From the entries below, work out how many lines contain the string "painted"; answer with the number alone.
=== Exercise materials ===
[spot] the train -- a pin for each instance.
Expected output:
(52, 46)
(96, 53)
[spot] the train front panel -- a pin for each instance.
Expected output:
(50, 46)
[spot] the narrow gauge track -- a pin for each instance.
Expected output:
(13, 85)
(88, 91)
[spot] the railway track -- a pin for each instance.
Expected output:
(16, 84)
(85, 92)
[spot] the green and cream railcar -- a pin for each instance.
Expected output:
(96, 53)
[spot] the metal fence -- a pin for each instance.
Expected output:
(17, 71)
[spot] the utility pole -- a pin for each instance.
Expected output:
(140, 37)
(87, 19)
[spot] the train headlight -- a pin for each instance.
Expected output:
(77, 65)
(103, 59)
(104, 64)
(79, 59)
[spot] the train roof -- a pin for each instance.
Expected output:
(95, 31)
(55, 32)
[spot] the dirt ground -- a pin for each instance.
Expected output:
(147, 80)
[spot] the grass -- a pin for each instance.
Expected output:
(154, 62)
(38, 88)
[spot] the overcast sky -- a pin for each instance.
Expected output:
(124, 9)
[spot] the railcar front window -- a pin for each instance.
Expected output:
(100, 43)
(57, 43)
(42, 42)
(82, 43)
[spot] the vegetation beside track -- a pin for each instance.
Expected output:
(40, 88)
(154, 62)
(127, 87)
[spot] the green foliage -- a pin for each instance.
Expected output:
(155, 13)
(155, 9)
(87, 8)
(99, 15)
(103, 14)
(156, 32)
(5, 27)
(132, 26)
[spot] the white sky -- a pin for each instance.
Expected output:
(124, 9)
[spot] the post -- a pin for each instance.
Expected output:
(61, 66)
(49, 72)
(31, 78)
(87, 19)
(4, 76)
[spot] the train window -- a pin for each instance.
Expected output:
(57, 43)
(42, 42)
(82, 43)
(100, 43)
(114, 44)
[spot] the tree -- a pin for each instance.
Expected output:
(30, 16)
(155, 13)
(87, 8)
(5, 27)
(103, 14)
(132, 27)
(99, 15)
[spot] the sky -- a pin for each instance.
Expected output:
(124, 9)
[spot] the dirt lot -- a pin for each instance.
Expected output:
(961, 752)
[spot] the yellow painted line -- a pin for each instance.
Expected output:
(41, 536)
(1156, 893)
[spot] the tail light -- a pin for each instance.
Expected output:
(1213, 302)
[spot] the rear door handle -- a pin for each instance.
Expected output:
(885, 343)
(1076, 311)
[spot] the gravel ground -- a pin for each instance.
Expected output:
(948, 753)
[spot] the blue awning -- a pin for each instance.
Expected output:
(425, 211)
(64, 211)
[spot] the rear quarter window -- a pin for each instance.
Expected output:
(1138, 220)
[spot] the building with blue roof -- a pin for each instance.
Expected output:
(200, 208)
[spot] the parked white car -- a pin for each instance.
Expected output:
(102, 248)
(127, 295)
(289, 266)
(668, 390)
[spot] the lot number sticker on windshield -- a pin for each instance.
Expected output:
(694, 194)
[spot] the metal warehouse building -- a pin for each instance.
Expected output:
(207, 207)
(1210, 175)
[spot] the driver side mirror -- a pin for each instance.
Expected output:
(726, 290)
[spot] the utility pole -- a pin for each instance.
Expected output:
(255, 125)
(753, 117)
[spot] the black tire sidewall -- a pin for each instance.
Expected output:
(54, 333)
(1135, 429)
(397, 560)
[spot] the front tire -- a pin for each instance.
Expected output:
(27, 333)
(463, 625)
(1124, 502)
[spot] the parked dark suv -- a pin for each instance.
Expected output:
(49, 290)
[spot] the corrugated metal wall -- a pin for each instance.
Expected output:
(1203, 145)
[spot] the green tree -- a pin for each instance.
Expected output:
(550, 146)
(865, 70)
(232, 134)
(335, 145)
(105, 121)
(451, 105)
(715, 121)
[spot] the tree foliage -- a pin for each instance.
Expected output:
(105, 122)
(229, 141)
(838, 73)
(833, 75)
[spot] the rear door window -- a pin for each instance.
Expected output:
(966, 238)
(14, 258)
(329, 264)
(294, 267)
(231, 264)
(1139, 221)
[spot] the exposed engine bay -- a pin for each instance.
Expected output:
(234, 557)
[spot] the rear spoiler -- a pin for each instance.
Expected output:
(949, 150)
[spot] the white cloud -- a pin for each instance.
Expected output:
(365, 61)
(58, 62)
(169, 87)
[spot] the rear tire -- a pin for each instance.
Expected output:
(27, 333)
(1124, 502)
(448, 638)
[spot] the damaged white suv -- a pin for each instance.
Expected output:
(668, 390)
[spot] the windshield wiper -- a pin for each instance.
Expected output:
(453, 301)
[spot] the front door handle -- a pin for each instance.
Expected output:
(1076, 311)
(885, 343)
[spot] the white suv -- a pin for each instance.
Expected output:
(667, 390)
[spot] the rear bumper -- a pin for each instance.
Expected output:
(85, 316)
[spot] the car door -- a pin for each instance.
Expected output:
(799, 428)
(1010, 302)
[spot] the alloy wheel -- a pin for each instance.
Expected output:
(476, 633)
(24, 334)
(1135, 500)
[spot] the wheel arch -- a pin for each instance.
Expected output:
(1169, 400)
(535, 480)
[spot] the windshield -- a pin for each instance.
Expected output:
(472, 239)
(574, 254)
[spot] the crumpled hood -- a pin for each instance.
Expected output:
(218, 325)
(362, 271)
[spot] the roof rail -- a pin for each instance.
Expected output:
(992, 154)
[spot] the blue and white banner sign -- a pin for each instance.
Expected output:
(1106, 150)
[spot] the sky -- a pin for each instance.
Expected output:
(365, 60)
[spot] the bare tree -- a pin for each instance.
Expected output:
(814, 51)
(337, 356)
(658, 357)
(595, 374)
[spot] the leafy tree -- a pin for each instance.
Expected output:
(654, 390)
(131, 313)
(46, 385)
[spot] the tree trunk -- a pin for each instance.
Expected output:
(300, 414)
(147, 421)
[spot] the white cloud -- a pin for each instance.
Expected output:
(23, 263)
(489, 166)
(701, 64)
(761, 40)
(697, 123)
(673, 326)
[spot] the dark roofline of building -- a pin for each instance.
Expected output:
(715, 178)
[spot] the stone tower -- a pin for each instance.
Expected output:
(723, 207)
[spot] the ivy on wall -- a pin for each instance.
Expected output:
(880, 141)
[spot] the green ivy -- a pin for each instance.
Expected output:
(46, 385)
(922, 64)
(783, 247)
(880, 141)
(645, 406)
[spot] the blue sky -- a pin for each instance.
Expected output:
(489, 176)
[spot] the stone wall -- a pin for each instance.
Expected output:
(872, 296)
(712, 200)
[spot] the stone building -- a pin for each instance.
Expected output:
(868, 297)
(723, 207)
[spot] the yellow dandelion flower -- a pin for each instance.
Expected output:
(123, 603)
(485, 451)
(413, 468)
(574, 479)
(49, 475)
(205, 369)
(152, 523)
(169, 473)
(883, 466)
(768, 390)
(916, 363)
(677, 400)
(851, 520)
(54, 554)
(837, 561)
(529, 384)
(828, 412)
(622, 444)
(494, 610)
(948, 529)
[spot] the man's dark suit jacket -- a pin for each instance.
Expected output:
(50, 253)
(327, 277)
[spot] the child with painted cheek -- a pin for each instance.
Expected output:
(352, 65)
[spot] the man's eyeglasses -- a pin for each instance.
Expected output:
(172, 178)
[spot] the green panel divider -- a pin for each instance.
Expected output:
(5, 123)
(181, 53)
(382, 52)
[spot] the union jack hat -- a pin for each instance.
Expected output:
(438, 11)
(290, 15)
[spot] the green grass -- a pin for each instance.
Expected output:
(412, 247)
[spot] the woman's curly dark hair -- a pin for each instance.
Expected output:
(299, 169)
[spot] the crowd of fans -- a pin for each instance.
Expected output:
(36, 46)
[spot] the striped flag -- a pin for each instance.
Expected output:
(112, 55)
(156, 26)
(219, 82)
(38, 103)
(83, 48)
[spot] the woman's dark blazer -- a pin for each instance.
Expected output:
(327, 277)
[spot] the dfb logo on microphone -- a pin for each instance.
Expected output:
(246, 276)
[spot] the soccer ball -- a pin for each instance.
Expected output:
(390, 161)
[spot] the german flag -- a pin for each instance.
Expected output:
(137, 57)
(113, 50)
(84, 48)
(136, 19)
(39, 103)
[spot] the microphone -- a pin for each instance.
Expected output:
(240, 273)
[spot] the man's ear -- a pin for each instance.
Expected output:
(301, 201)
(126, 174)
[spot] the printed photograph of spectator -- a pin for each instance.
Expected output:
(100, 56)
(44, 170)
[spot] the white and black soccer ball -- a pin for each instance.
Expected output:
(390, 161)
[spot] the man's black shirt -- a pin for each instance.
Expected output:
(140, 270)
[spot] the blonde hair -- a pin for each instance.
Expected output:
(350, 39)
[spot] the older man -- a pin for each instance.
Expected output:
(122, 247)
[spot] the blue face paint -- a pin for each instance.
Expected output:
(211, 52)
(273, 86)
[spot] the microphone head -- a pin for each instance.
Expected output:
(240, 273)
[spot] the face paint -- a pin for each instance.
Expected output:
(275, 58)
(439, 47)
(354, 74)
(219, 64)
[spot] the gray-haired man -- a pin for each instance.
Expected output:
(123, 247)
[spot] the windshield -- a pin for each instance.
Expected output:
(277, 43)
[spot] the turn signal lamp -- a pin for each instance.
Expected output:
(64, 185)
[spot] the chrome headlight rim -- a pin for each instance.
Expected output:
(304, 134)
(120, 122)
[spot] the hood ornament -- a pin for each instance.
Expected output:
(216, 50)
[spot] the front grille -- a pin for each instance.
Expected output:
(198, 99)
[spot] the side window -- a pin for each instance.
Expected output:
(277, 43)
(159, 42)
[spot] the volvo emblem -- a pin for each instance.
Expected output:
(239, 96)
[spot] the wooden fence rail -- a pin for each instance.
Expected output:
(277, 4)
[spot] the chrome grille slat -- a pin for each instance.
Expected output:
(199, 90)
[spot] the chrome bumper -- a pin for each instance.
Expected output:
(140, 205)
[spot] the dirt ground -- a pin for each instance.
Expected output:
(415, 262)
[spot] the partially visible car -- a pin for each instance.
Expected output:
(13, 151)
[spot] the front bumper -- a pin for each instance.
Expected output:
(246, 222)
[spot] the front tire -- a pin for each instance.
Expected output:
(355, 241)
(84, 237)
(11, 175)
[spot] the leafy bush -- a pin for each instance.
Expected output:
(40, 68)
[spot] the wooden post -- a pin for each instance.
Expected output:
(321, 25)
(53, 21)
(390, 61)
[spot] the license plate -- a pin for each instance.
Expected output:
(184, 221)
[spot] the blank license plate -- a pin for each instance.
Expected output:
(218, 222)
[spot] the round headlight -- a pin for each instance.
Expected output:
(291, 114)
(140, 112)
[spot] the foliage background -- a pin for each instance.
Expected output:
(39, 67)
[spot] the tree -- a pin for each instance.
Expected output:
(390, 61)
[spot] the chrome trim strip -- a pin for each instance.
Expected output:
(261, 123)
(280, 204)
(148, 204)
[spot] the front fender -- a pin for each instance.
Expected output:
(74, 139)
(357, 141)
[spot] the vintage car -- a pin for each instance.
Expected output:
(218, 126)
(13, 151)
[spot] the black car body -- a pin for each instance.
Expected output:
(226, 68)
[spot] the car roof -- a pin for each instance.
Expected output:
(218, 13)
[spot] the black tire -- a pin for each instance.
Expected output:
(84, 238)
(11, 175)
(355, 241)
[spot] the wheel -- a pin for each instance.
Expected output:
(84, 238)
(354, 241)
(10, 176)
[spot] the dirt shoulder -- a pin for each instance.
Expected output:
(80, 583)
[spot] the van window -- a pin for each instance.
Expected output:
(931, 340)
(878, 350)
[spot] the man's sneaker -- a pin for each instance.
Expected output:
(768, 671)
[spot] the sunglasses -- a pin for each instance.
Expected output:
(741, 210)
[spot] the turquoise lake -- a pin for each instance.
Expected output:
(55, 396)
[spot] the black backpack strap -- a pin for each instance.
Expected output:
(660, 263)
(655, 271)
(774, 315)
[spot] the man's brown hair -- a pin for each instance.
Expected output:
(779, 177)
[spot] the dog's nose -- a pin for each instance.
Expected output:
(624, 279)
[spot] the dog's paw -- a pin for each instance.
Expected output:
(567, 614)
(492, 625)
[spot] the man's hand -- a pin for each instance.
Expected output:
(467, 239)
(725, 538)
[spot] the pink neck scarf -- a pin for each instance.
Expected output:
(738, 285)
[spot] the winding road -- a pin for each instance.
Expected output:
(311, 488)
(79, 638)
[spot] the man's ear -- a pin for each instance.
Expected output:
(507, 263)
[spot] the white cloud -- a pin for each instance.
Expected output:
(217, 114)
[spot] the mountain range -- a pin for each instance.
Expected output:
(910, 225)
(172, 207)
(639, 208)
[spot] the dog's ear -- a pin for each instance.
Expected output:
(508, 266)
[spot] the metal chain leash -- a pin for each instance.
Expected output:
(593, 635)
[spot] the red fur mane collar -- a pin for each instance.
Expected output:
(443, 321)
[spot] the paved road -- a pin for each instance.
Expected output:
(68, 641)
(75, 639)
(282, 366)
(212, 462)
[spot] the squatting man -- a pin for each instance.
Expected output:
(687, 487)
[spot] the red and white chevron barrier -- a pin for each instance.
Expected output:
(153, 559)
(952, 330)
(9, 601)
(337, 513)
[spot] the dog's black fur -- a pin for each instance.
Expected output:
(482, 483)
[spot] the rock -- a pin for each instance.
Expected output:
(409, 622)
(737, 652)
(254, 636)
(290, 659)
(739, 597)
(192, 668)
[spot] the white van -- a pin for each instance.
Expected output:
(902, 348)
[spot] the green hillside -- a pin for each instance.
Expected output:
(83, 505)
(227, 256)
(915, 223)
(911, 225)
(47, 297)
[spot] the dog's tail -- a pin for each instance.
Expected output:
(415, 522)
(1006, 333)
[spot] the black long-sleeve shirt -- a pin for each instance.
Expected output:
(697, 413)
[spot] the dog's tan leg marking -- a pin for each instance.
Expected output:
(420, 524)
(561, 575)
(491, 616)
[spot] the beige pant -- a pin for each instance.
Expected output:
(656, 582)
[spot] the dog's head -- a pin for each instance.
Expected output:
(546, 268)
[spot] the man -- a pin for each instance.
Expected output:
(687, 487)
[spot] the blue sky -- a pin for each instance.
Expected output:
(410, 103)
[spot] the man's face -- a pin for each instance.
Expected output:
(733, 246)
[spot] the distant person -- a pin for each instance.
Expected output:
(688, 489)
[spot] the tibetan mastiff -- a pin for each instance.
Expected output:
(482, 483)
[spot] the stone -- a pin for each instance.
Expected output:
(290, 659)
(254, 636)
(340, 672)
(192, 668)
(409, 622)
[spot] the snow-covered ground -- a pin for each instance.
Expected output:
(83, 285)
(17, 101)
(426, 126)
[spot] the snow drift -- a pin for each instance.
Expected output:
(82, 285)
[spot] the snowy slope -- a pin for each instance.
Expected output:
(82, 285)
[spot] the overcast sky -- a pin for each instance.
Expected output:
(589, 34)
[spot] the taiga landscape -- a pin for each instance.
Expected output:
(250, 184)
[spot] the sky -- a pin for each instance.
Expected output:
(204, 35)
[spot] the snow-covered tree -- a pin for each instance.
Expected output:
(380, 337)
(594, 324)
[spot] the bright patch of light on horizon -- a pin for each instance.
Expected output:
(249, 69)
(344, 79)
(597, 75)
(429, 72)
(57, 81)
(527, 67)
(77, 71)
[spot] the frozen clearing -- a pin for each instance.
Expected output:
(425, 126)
===
The answer:
2